练习题
请从下面这篇讲“光明影院”无障碍电影的文字最后一句之后接着续写。
── 给定文本 ──
2019年4月的一天,曹军与“光明影院”初次相识,他的许多视障朋友则第一次走进电影院,欣赏专门为他们制作的无障碍电影《西虹市首富》。

这部电影的制作人是中国传媒大学博士研究生李怡滢,这也是她第一次参与制作无障碍电影。“‘西红柿都快‘剪成番茄酱了”。李怡滢说,“每个画面需要看10遍以上才能转化为讲述稿,制作一部无障碍电影,至少要按3000次暂停键”。选片、写稿、审稿、修改、录音、剪辑、混音、导出……2个小时的电影,讲述稿长达2万多字,制作前后花费1个多月。

为了帮助视障人士更好地理解电影,脚本的精准描述非常重要。《西虹市首富》中,男主角从保险柜中抱出一大捆钱,资助一位虚伪作家的演讲。“‘一大捆钱是多少钱?”李怡滢和同学们反复斟酌,“小臂那么长的现金?”“像四五块砖头摞起来那么高?”“像枕头那么高?”……这个细节最终被确定为“约20万元的一捆钱”。

中国传媒大学硕士研究生胡芳同样体会深刻,在一次放映活动的散场之际,人群中传来一个清脆的童声:“红色是什么颜色?”

那一刻,胡芳恍然大悟:对于先天失明的人而言,颜色这种仅能靠视觉理解的概念是不存在的。志愿者们讨论许久,决定将颜色与触觉、嗅觉联系起来。于是,在胡芳的讲述稿中,视障小朋友的问题有了答案:红色,是火焰的颜色,它们一样温暖而热烈。“无障碍电影不是单纯讲述画面,更要帮助视障朋友了解画面所要表达的含义,只有字斟句酌地细致打磨,才能够为视障人士呈现一场‘视听盛宴。”胡芳说。

除了制作,放映活动的现场引导同样重要。视障朋友在哪里下车最方便?一路上有多少个障碍物?从电梯出来到影厅一共有多少米?每隔几米需要志愿者维持秩序?每次放映活动前,同学们都会制定周密的工作流程,提前把活动路线完整走好几遍。有一次,在北京的朝阳剧场放映《红海行动》。为了确保视障朋友的安全,上百名“光明影院”志愿者形成100多米长的“人形安全通道”,一路把他们从下车处引导进入电影院直至落座。

每次放映,“光明影院”都会印发特制的观影券,这也是许多视障人士人生中的第一张电影票。“看到他们用手小心地摩娑着电影票,随着电影情节时而欢笑,时而流泪,我们所有的努力都值了。”中国传媒大学博士研究生李超鹏说。

志愿者们为视障朋友投来“一束光”,视障朋友也为他们带来温暖。2019年6月,“光明影院”来到青海。交流时,听到中国传媒大学博士研究生蔡雨的声音,青海省盲协主席田起民转头说出了她的名字,又接着说:“我是你的粉丝呀!我听过你配的《无问西东》。”“这句话一直铭记在我的心中。就像一束温暖的光亮,每当我为配好一部电影精疲力竭时,它都在激励指引着我不断向前。”蔡雨说。
───
── 原始数据 ──
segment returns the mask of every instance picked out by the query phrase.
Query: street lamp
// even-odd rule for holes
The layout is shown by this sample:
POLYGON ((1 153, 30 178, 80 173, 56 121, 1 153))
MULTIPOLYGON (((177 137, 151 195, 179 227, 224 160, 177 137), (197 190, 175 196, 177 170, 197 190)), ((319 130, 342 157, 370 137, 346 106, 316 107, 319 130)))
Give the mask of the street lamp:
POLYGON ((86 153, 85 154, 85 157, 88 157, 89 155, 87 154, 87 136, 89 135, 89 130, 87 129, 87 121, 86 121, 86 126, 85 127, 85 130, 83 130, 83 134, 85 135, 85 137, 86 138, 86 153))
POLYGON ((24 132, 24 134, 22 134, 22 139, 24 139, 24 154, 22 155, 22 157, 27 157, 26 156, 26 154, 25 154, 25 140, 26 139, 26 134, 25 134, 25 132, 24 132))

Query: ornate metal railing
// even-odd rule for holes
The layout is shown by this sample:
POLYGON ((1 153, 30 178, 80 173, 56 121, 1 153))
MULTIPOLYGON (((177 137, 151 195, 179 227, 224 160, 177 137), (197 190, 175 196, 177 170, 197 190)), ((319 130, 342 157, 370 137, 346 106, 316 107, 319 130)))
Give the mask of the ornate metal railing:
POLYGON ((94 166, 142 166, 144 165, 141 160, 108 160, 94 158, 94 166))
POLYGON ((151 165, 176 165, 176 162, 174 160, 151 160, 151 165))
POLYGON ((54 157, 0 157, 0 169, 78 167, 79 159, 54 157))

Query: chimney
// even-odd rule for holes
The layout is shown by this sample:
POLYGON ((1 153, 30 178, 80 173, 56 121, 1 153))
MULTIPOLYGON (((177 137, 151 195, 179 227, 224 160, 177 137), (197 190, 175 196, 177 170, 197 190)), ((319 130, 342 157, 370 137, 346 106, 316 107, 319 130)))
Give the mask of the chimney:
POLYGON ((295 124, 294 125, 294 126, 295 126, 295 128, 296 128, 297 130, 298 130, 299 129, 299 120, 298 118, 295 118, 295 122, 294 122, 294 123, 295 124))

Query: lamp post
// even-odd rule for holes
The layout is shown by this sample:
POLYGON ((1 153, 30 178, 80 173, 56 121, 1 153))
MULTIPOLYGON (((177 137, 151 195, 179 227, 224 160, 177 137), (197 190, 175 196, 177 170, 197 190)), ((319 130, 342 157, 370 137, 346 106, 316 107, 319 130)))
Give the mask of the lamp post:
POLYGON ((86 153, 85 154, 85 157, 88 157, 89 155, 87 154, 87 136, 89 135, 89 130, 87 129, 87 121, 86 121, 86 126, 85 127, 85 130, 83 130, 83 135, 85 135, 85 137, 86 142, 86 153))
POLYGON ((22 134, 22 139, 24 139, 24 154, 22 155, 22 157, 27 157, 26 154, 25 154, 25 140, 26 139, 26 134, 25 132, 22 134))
───
结果
“使视障人士和普通人共享基本公共文化服务”

“茹老师,这回我们看什么电影呀?”临近放电影的日子,孩子们总会围着茹甜子问个不停。看完电影,他们又要兴趣盎然地讨论好多天。

茹甜子是北京市盲人学校学生发展中心副主任兼艺术老师,喜爱电影的她一度尝试给学生放电影,自己拿着麦克风讲解。“讲解的声音经常和电影原声交杂在一起,既费时费力,效果也不太好。”茹甜子坦言。

2018年11月7日,“光明影院”走进北京市盲校,为孩子们放映无障碍电影《寻梦环游记》。此后,每个月最后一周的周四成为固定放映日,孩子们有了更多欣赏电影的机会。“特别感谢哥哥姐姐们,带我走进了五彩斑斓的电影世界。”学生孙铭晗在用盲文写的感谢信中说。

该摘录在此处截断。